======== EXCERPTED RECORDS ========
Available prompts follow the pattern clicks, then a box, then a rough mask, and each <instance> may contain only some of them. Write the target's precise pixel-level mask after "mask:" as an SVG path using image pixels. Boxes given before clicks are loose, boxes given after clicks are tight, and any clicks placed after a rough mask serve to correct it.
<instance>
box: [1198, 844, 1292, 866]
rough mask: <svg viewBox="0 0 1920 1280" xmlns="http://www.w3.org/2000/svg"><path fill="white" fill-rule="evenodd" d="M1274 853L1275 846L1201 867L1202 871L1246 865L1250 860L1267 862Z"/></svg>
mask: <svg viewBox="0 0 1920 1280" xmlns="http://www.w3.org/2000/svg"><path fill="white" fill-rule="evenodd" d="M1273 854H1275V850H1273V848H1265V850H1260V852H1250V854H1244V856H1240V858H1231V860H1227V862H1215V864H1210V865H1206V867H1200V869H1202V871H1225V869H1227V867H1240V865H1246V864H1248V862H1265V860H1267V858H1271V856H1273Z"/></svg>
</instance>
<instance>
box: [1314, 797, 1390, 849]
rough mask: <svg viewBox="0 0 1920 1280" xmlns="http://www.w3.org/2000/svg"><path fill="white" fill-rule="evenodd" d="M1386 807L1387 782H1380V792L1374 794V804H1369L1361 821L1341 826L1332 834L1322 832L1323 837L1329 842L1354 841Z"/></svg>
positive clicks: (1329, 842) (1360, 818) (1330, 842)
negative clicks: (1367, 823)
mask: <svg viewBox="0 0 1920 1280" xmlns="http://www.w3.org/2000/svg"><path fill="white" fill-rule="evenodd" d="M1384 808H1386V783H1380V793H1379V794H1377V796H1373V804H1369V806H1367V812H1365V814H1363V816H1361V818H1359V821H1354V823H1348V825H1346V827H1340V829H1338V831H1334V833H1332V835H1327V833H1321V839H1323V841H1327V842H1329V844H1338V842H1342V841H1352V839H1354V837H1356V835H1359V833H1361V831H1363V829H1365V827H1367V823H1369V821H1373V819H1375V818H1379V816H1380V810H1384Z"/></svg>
========
TASK BRIEF
Can you reproduce, character for character, everything in the listing from the line containing "</instance>" down to and including the line containing "807L1387 782H1380V792L1374 794V804H1369L1361"?

REPLY
</instance>
<instance>
box: [1314, 797, 1390, 849]
rough mask: <svg viewBox="0 0 1920 1280" xmlns="http://www.w3.org/2000/svg"><path fill="white" fill-rule="evenodd" d="M1386 807L1387 782H1380V792L1374 794V804H1369L1361 821L1341 826L1332 834L1322 832L1323 837L1329 842L1354 841Z"/></svg>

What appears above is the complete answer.